- Opening Delimiter -

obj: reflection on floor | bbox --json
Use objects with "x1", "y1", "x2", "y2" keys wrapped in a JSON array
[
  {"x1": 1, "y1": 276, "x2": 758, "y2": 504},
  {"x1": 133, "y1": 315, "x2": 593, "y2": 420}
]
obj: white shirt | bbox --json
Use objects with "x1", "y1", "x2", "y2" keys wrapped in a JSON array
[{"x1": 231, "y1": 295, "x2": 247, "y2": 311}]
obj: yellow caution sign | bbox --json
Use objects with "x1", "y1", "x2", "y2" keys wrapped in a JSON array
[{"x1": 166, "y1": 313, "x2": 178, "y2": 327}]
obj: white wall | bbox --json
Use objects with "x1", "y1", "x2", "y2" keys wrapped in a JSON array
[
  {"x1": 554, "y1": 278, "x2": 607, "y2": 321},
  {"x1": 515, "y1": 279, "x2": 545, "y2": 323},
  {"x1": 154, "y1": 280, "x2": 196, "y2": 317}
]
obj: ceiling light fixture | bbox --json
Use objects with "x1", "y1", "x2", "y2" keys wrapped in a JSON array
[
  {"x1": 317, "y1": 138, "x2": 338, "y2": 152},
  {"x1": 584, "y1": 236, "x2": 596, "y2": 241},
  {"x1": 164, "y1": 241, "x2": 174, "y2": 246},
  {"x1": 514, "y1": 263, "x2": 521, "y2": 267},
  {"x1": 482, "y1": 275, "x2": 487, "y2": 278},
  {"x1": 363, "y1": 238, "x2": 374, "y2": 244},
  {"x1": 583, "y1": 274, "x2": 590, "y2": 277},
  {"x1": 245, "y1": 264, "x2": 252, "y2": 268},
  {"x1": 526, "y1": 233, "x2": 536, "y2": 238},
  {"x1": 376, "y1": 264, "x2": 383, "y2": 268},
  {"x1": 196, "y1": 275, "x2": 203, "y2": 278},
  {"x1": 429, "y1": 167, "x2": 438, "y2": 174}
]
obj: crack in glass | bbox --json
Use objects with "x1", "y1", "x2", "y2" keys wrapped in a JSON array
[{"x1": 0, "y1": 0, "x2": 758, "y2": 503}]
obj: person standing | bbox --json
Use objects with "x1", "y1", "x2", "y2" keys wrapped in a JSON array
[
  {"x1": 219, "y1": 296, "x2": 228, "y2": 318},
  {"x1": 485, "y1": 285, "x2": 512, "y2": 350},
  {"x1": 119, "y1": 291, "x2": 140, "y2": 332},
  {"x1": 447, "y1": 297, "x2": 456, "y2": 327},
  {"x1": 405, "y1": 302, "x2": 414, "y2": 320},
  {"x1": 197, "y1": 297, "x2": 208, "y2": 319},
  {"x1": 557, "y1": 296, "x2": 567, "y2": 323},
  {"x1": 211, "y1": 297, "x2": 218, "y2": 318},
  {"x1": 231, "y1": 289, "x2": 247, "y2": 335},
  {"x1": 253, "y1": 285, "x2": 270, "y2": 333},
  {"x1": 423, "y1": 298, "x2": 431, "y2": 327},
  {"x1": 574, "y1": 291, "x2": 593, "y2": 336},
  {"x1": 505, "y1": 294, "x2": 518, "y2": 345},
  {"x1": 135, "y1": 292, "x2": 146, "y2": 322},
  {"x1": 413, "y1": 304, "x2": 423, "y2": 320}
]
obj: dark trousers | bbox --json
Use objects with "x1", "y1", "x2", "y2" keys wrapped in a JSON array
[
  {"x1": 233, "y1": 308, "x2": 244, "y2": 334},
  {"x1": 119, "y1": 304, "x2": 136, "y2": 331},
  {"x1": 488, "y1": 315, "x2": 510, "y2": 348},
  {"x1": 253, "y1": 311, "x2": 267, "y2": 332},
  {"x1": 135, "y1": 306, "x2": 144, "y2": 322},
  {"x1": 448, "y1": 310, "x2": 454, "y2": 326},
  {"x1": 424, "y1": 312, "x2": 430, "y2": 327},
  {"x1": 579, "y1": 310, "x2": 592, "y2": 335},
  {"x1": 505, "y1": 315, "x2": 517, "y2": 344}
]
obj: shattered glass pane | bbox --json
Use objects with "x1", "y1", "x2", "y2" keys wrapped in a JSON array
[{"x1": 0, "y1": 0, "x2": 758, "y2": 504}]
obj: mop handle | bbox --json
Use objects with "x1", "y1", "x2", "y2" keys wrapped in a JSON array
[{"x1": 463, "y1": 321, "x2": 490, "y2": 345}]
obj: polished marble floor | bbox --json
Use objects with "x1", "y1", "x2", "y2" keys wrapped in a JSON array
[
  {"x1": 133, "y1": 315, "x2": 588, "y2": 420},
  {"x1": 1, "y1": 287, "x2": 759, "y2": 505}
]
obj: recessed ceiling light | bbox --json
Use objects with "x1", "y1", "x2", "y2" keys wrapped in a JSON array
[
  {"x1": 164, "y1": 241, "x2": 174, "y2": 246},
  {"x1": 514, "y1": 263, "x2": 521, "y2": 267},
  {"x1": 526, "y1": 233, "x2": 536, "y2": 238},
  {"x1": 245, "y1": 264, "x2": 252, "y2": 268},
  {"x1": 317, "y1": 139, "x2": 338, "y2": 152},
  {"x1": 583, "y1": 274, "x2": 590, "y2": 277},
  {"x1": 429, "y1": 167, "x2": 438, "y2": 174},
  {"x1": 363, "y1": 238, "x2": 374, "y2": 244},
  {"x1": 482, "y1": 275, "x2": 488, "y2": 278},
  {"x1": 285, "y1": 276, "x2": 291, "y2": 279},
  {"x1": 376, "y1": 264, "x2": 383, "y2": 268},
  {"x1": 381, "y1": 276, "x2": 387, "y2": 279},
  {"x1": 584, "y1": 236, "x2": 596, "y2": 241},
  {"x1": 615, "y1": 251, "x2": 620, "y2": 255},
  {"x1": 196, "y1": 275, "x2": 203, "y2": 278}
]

- Closing Delimiter -

* WORK REQUEST *
From the line that has "obj: yellow caution sign | bbox --json" through the line that has "obj: ceiling light fixture | bbox --json", copy every line exactly as it appears above, and leave out all others.

* EXERCISE SOLUTION *
obj: yellow caution sign | bbox --json
Use objects with "x1", "y1", "x2", "y2" keys wrapped in a JSON array
[{"x1": 166, "y1": 313, "x2": 178, "y2": 327}]
obj: white wall | bbox --json
Use objects with "x1", "y1", "x2", "y2" keys wrapped in a JSON array
[
  {"x1": 554, "y1": 278, "x2": 607, "y2": 321},
  {"x1": 515, "y1": 279, "x2": 545, "y2": 323},
  {"x1": 154, "y1": 280, "x2": 196, "y2": 317}
]
obj: ceiling light fixture | bbox --json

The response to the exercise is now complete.